--- DATA LISTING ---

━━━━━━━━━━

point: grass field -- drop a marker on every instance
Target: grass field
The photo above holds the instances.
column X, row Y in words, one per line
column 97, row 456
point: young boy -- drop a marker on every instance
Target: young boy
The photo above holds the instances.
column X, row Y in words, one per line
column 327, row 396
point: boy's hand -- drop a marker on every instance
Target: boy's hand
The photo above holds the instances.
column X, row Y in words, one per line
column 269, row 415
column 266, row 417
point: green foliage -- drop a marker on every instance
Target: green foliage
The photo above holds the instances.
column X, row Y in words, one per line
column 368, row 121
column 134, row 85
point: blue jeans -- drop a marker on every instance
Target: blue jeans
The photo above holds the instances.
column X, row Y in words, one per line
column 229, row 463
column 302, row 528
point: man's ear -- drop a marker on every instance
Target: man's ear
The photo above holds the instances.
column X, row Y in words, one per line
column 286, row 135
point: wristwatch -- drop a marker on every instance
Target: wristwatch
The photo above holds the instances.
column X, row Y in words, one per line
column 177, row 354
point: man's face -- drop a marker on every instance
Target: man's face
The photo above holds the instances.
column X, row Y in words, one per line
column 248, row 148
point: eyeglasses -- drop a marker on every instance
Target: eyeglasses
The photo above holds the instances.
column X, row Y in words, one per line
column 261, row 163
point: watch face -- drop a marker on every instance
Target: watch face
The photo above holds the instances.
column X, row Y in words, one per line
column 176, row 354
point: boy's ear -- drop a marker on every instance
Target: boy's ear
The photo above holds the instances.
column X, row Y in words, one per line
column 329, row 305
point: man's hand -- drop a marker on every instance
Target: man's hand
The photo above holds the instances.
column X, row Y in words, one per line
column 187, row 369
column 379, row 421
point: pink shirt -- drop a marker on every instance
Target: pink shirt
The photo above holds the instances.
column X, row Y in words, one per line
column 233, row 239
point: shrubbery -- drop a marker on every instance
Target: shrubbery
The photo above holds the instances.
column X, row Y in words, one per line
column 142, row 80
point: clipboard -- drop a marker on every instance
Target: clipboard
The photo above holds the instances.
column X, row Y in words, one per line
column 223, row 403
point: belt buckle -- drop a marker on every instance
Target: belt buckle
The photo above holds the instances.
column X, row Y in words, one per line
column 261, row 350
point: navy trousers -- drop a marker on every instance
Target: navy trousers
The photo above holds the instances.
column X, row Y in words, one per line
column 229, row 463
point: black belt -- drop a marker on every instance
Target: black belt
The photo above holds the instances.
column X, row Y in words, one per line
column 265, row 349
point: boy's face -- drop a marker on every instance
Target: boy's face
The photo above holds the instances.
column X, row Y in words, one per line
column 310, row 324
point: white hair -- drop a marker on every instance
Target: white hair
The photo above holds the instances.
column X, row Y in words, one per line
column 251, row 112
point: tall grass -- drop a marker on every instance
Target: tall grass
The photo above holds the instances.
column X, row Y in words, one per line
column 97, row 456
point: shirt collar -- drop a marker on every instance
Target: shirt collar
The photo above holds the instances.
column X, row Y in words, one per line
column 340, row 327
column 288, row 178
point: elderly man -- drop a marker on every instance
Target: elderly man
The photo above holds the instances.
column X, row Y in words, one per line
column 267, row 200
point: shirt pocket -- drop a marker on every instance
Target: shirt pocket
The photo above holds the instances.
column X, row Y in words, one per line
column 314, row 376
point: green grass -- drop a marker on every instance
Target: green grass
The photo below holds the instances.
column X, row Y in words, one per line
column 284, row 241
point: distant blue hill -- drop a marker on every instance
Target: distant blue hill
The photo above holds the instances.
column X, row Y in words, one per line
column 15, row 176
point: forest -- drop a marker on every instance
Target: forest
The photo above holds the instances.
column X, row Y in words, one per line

━━━━━━━━━━

From the listing, reproduce every line where the word "distant" is present.

point: distant blue hill -- drop a marker on every instance
Target: distant blue hill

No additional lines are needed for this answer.